• _RECORDS FOR THIS TASK_
=== Section Start ===
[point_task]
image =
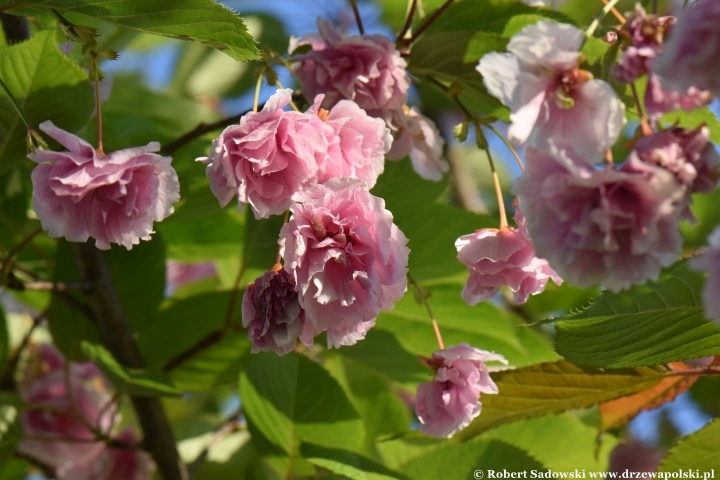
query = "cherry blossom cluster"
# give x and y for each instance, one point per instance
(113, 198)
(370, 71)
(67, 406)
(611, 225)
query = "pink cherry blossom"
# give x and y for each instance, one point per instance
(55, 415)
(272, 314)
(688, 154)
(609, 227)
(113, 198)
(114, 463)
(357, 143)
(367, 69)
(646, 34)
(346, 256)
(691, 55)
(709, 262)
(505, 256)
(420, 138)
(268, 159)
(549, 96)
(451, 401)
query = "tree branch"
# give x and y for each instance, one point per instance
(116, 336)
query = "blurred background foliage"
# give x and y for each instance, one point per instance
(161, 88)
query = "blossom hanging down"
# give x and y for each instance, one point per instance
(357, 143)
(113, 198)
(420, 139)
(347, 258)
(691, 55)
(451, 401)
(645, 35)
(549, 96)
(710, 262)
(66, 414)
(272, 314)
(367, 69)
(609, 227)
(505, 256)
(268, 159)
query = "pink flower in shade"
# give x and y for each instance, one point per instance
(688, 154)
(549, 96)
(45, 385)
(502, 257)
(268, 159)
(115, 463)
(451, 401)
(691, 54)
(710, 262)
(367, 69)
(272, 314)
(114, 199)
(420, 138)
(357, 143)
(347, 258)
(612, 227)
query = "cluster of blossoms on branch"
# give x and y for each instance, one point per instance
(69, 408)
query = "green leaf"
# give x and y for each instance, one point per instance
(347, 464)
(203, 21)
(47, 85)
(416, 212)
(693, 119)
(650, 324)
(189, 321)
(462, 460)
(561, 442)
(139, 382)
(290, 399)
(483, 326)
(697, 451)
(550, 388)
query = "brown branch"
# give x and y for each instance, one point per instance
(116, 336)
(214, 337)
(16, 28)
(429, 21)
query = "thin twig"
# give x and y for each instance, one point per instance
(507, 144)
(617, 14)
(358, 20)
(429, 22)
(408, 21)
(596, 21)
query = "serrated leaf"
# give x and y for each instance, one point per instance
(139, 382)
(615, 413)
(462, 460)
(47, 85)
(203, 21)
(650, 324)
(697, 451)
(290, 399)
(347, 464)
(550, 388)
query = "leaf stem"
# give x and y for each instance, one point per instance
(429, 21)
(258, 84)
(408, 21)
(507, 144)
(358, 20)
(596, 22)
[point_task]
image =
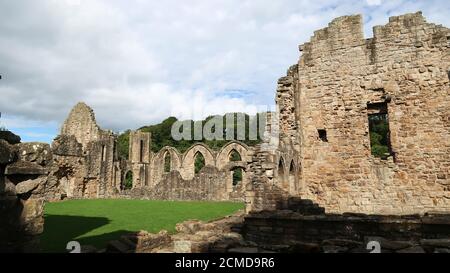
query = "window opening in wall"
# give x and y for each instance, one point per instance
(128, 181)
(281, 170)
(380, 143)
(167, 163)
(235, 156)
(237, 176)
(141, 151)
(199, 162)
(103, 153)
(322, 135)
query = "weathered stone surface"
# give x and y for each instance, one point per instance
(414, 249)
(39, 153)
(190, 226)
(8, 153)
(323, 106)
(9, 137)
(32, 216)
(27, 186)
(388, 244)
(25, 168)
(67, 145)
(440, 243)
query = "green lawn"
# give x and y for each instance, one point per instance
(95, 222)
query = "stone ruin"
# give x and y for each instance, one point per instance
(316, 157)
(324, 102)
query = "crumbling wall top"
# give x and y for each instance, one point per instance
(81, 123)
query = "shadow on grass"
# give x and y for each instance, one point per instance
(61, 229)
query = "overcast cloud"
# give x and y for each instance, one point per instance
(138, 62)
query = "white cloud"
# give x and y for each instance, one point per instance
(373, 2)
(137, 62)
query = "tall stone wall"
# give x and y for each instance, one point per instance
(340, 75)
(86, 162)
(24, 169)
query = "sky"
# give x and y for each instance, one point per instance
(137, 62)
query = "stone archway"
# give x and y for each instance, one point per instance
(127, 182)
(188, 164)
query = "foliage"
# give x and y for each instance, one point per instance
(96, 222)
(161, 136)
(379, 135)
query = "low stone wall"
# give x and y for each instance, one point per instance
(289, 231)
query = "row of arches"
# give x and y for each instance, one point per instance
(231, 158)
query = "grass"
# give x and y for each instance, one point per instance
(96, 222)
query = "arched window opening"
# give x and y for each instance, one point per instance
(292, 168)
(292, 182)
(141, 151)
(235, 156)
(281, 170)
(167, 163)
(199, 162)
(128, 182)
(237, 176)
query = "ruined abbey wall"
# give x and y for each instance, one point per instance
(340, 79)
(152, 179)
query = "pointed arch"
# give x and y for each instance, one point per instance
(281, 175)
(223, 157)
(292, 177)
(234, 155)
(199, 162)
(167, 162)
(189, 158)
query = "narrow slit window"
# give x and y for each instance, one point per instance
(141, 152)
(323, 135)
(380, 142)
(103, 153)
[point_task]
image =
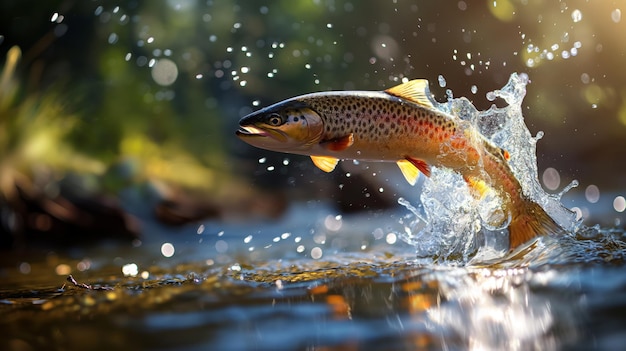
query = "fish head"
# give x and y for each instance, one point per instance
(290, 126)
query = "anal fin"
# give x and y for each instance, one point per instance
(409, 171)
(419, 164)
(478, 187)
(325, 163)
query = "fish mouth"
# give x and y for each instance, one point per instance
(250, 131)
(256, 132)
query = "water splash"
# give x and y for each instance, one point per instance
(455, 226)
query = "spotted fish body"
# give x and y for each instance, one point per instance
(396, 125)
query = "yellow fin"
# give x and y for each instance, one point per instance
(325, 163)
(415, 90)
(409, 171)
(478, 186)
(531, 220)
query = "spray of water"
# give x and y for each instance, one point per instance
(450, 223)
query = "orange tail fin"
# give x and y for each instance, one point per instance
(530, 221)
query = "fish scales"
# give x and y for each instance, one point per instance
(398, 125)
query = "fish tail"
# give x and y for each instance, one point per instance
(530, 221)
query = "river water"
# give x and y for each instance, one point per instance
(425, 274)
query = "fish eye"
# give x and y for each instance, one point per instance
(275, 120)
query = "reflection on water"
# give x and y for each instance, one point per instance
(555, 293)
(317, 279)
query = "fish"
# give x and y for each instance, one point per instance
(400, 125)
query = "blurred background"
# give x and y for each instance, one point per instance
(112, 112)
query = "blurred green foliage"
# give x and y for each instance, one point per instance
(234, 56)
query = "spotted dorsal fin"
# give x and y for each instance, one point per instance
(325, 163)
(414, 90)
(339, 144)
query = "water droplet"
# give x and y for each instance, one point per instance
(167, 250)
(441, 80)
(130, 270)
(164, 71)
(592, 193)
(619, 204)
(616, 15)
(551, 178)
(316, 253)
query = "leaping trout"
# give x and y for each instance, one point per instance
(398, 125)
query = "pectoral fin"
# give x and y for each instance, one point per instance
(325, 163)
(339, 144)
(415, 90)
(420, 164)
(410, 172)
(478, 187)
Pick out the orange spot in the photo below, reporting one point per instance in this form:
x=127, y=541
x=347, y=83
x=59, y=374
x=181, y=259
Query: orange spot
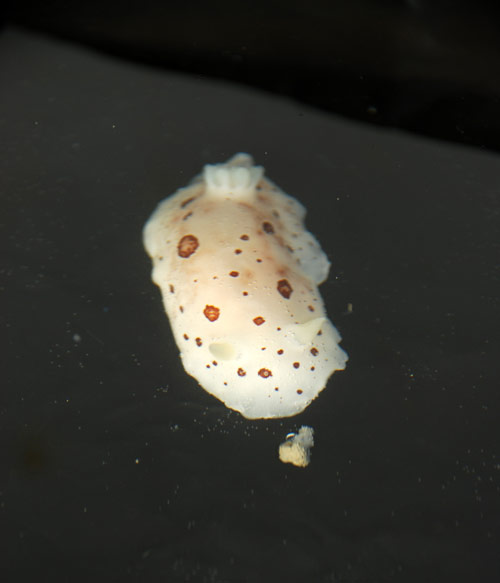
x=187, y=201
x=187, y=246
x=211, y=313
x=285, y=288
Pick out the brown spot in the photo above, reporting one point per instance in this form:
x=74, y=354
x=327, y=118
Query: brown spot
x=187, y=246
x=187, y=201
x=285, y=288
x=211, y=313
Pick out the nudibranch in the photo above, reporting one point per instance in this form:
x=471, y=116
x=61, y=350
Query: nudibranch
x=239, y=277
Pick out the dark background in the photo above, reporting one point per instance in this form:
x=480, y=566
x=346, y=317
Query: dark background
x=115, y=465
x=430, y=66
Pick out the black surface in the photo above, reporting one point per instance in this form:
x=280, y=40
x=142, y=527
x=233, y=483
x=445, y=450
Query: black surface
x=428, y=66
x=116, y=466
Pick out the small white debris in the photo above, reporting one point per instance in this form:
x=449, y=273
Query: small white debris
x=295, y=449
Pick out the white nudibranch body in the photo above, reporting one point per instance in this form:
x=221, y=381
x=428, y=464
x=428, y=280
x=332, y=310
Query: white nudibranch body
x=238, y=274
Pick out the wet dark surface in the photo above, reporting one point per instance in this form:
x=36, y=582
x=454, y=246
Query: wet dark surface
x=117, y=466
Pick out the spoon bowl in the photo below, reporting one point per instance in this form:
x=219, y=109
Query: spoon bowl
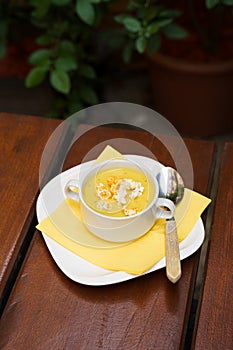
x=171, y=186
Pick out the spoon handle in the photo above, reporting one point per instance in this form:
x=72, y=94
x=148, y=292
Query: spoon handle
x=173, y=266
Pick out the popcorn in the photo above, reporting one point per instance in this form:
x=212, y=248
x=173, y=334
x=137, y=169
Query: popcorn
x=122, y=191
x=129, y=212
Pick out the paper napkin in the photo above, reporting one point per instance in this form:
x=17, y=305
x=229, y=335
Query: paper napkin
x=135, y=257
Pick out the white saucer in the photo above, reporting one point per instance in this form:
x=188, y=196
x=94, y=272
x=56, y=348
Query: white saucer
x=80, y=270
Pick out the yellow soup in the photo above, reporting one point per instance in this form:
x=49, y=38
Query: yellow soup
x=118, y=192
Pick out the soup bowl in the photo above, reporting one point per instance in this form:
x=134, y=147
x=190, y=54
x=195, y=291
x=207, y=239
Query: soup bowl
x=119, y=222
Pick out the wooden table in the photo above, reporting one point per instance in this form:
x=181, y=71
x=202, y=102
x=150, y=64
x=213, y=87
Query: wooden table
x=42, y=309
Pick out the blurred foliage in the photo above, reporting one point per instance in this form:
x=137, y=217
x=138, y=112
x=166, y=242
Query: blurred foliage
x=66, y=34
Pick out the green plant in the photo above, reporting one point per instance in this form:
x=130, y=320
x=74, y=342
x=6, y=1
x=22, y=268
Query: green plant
=== Section End ===
=== Section Start ===
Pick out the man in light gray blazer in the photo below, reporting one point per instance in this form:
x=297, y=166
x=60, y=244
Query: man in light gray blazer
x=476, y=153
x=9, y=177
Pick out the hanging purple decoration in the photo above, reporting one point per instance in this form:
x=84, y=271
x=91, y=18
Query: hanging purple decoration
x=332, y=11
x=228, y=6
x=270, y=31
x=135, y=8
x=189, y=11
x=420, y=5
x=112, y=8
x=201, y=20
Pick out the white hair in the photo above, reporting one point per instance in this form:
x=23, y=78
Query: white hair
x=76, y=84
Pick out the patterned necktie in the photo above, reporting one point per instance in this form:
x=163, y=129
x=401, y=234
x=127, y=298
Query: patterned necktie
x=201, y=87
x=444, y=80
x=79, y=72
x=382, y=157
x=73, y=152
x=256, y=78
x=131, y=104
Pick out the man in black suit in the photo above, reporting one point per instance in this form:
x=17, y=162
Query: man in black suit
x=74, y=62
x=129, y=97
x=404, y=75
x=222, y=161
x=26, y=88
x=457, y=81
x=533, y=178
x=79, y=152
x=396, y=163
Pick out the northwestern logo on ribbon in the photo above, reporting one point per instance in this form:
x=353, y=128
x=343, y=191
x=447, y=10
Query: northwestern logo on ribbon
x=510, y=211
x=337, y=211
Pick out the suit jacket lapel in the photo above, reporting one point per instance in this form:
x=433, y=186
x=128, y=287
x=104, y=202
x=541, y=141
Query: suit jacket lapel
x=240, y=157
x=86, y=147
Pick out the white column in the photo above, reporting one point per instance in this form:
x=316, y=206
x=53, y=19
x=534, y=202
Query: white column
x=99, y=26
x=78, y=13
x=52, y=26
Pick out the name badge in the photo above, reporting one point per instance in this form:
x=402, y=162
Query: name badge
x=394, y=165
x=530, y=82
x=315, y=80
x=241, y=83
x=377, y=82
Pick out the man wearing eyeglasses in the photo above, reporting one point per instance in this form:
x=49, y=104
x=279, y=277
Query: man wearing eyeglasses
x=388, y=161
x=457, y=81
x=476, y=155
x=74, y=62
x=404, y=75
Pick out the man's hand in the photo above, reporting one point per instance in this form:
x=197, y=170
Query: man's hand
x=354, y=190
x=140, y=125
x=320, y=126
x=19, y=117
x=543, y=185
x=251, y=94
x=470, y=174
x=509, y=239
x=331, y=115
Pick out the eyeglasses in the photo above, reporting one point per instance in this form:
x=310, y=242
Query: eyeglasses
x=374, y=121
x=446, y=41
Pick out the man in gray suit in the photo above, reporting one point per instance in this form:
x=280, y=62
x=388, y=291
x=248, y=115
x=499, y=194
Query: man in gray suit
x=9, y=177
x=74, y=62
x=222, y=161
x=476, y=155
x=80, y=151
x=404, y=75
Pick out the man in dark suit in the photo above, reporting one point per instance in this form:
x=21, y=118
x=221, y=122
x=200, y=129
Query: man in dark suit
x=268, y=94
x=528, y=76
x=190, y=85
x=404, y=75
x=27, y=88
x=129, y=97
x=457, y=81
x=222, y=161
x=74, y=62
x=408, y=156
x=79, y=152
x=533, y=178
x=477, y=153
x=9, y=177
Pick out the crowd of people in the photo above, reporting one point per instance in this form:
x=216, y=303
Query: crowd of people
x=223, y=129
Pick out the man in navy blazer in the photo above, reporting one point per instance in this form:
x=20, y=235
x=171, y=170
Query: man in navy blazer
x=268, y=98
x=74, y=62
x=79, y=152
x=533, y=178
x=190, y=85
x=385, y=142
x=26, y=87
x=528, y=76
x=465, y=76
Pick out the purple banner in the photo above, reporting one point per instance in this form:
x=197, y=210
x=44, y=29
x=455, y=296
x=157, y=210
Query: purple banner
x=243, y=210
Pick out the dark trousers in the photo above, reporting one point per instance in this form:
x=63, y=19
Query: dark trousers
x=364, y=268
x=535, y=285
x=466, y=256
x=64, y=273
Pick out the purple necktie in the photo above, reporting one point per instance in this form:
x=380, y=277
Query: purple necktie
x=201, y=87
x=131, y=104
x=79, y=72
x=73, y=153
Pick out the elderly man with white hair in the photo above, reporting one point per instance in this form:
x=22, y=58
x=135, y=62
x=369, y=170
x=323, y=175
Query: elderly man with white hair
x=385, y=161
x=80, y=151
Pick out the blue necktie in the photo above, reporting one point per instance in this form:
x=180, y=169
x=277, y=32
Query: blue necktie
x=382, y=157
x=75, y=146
=== Section End ===
=== Section Start ===
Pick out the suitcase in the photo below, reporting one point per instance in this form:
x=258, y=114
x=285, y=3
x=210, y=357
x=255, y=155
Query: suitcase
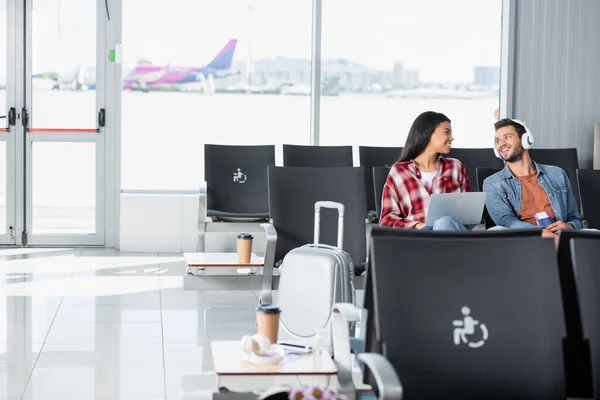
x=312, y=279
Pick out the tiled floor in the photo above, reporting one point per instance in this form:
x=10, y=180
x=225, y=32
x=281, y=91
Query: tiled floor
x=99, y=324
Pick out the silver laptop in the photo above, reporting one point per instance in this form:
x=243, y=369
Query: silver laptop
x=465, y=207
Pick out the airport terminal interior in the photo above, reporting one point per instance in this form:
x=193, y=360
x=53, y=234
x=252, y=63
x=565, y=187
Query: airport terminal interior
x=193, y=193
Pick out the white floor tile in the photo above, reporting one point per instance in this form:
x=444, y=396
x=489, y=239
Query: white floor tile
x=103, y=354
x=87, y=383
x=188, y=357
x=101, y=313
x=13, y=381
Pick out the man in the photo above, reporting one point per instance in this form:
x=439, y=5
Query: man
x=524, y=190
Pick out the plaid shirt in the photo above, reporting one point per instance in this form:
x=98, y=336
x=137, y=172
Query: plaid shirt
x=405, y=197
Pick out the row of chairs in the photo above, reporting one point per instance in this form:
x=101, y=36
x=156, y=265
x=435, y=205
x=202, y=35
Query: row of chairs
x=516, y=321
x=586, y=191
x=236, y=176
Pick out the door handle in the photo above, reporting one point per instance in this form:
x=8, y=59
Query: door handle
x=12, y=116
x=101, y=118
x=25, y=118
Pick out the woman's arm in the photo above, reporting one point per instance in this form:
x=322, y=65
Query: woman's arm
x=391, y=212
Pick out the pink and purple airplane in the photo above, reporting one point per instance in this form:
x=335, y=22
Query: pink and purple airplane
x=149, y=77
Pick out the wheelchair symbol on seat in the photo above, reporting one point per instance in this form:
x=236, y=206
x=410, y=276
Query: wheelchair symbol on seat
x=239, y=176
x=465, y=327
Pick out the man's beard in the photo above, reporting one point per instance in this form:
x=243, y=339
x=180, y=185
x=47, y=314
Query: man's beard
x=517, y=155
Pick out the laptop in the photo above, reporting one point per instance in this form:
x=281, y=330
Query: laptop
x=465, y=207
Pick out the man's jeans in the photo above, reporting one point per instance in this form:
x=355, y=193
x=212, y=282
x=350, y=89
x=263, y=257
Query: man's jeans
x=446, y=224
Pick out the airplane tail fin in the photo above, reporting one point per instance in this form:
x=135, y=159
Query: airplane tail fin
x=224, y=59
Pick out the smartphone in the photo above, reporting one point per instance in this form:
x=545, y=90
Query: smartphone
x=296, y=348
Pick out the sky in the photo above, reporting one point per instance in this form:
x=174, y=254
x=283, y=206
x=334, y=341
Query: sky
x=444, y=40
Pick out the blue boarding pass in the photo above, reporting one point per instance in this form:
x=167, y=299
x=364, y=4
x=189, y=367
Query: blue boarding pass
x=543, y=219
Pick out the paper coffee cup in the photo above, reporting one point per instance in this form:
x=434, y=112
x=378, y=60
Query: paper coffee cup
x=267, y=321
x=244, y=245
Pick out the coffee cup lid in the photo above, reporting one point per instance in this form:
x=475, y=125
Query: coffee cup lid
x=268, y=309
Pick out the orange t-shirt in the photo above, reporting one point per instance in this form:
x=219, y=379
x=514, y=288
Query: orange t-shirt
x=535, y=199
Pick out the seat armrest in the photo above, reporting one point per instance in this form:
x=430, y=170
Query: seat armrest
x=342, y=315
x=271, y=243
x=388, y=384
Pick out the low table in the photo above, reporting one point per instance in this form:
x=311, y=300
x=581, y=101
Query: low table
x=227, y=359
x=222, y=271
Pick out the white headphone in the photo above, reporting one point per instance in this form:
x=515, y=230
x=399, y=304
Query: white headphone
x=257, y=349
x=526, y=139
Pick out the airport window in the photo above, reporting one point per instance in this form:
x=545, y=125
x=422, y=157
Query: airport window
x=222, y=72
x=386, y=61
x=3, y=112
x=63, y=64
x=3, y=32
=== Section End ===
Which lines of the material contain the string "cloud"? List each of them.

query = "overcast cloud"
query = "white cloud"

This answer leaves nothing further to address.